Skip to content

Outbox Pattern

TL;DR

The outbox pattern ensures reliable message publishing by writing messages to a database table (outbox) in the same transaction as business data. A separate process reads from the outbox and publishes to the message broker. This guarantees atomicity between database writes and message publishing, solving the dual-write problem.


The Dual-Write Problem

Naive Approach

python
def create_order(order):
    # Step 1: Save to database
    db.save(order)
    
    # Step 2: Publish event
    message_queue.publish(OrderCreated(order))

Failure Scenarios

Scenario 1: DB succeeds, publish fails
  db.save(order)     ✓ (committed)
  mq.publish(event)  ✗ (failed)
  
  Result: Order exists, but no event
  Downstream systems never know

Scenario 2: Publish succeeds, DB fails
  db.save(order)     (pending)
  mq.publish(event)  ✓ (published)
  db.commit()        ✗ (rolled back)
  
  Result: Event exists, but no order
  Downstream systems process phantom order

Why Distributed Transactions Don't Help

XA/2PC:
  - Not supported by most message brokers
  - Slow (blocks on coordinator)
  - Complex failure handling
  
Need simpler, more reliable approach

The Outbox Solution

Architecture

┌─────────────────────────────────────────────────────────┐
│                      Database                           │
│  ┌─────────────┐    ┌─────────────────────────────┐    │
│  │   Orders    │    │         Outbox              │    │
│  │  ┌───────┐  │    │  ┌─────────────────────┐    │    │
│  │  │ Order │  │◄───┼──│ id, payload, status │    │    │
│  │  └───────┘  │    │  └─────────────────────┘    │    │
│  └─────────────┘    └─────────────────────────────┘    │
└─────────────────────────────────────────────────────────┘
         ▲                      │
         │                      │ Poll
         │                      ▼
┌────────┴──────┐    ┌─────────────────────┐    ┌────────┐
│  Application  │    │ Outbox Publisher    │───►│ Broker │
└───────────────┘    └─────────────────────┘    └────────┘

How It Works

1. Application writes business data AND outbox record
   in SAME transaction

2. Transaction commits atomically
   Both order and outbox record exist, or neither

3. Background process polls outbox
   Reads unpublished messages

4. Publisher sends to message broker
   Message delivered to queue/topic

5. Publisher marks outbox record as published
   Prevents duplicate publishing

Implementation

Outbox Table Schema

sql
CREATE TABLE outbox (
    id UUID PRIMARY KEY,
    aggregate_type VARCHAR(255) NOT NULL,
    aggregate_id VARCHAR(255) NOT NULL,
    event_type VARCHAR(255) NOT NULL,
    payload JSONB NOT NULL,
    created_at TIMESTAMP NOT NULL DEFAULT NOW(),
    published_at TIMESTAMP NULL,
    
    INDEX idx_outbox_unpublished (published_at) WHERE published_at IS NULL
);

Writing to Outbox

python
def create_order(order_data):
    with db.transaction():
        # Create order
        order = Order(**order_data)

§ Dataset extract:

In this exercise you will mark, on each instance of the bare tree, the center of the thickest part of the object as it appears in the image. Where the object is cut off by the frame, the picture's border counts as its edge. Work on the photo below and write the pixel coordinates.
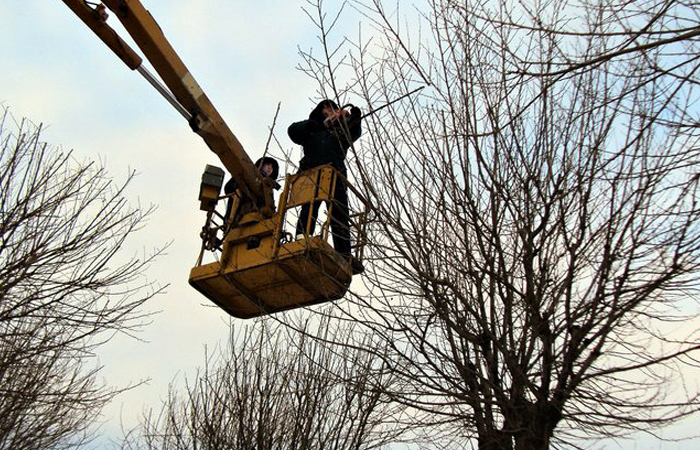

§ Job 1: Name every column defined in the outbox table schema of the outbox pattern text above.
§ Job 2: Reproduce the part of the outbox pattern text starting with "The outbox pattern" and going on through "message_queue.publish(OrderCreated(order))".

§ Final result 1: id, aggregate_type, aggregate_id, event_type, payload, created_at, published_at

§ Final result 2:
The outbox pattern ensures reliable message publishing by writing messages to a database table (outbox) in the same transaction as business data. A separate process reads from the outbox and publishes to the message broker. This guarantees atomicity between database writes and message publishing, solving the dual-write problem.


The Dual-Write Problem

Naive Approach

python
def create_order(order):
    # Step 1: Save to database
    db.save(order)
    
    # Step 2: Publish event
    message_queue.publish(OrderCreated(order))